**提供テキスト**
········

――今後、成長が見込める領域は何か。

【川崎】3Dソリューションに期待している。3Dプリンターは産業系、ビジネス系、コンシューマー系の3つに分けられるが、我々は産業系とビジネス系に特化して、ソフトと組み合わせて提供していく。その一つとして、キヤノンの「MR(ミックスド・リアリティー=複合現実)」技術と組み合わせて、製品開発に活用してもらうサービスを始めた。

MRは、現実世界の映像と3DデータによるCG画像を重ねて仮想現実をつくる技術。たとえばキッチンのリフォームをするとき、MRでキッチン空間をつくり、3Dプリンターでつくった水道の蛇口などを加えて顧客に直接手に触れてもらえば、より具体的に完成像を把握できるだろう。また、医療分野では昨年、AZE社を買収した。同社は、MRIやCTで撮ったスライス(物体を輪切りにした)データを三次元化する技術に強みを持っている。これをクラウド型の画像管理システムと融合することで、より付加価値の高い医療ソリューションを提供できる。3Dソリューション事業は昨年から本格的にスタートさせたばかりだが、おもしろい事業に育つのではないか。

――「Beyond JAPAN」の意味は?

········

**提供された記録**
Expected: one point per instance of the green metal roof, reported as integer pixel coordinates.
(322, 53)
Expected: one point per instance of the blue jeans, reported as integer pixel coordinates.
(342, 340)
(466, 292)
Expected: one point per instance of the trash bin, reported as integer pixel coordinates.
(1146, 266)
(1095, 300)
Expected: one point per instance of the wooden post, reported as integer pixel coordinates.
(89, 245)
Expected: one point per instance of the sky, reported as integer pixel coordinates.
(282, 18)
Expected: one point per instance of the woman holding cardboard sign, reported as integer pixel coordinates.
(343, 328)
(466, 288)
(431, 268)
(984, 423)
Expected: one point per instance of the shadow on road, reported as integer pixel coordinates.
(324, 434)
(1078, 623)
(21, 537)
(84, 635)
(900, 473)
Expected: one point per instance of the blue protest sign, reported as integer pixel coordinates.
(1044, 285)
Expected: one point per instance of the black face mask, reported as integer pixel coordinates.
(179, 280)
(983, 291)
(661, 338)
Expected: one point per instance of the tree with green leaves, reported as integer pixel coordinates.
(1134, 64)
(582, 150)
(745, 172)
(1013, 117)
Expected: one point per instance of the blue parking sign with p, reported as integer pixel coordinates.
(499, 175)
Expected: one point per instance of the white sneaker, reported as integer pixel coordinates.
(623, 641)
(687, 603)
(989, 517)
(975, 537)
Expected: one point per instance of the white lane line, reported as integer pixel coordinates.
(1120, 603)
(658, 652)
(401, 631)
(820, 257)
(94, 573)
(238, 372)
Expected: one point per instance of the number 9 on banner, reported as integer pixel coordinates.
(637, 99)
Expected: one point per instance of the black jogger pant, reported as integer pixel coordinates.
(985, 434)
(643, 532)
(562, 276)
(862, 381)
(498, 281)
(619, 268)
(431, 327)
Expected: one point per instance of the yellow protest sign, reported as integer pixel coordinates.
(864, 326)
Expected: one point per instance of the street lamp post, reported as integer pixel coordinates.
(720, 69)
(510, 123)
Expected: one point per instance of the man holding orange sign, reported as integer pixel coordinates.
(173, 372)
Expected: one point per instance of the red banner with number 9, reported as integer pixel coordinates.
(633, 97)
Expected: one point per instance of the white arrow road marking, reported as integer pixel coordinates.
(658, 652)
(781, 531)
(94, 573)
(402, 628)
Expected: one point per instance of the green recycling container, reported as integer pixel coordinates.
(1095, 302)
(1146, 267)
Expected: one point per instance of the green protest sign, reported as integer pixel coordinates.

········

**課題 1**
3Dソリューション事業のインタビューについて、次の問いに答えてください。
(a) 3Dプリンターの3つの分類のうち、特化するとされているのはどれですか。
(b) 医療分野で昨年買収した会社の名前は何ですか。
(c) その会社の技術は、何と融合することで付加価値の高い医療ソリューションになるとされていますか。
**課題 2**
3Dソリューション事業のインタビューの続きを、最後の質問の後から書いてください。
これらの記録は、3Dソリューション事業のインタビューとは関係がありません。

**課題の解答 1**
(a) 産業系とビジネス系
(b) AZE社
(c) クラウド型の画像管理システム

**課題の解答 2**
【川崎】2つの意味がある。一つは、海外の優れた商品やサービスをいち早く見つけて日本のマーケットへ流通させること。もう一つは海外への展開だ。海外には現地のキヤノン販社があるため我々がキヤノン製品を売ることはできないが、ITソリューションなどの独自事業は展開可能だ。とくにアジアの成長は魅力で、昨年はタイで日系企業にITサービスを提供している現地企業MAT社の株式を取得した。いまは海外売り上げが4%だが、いずれは1割を目指したい。

キヤノンマーケティングジャパン社長 川崎正己
1947年、神奈川県生まれ。69年一橋大学商学部卒業後、キヤノン入社。キヤノンU.S.A.、キヤノン販売(現キヤノンマーケティングジャパン)、キヤノンコピア販売へ出向。2001年キヤノン販売取締役、その後常務取締役、専務取締役などを経て09年より現職。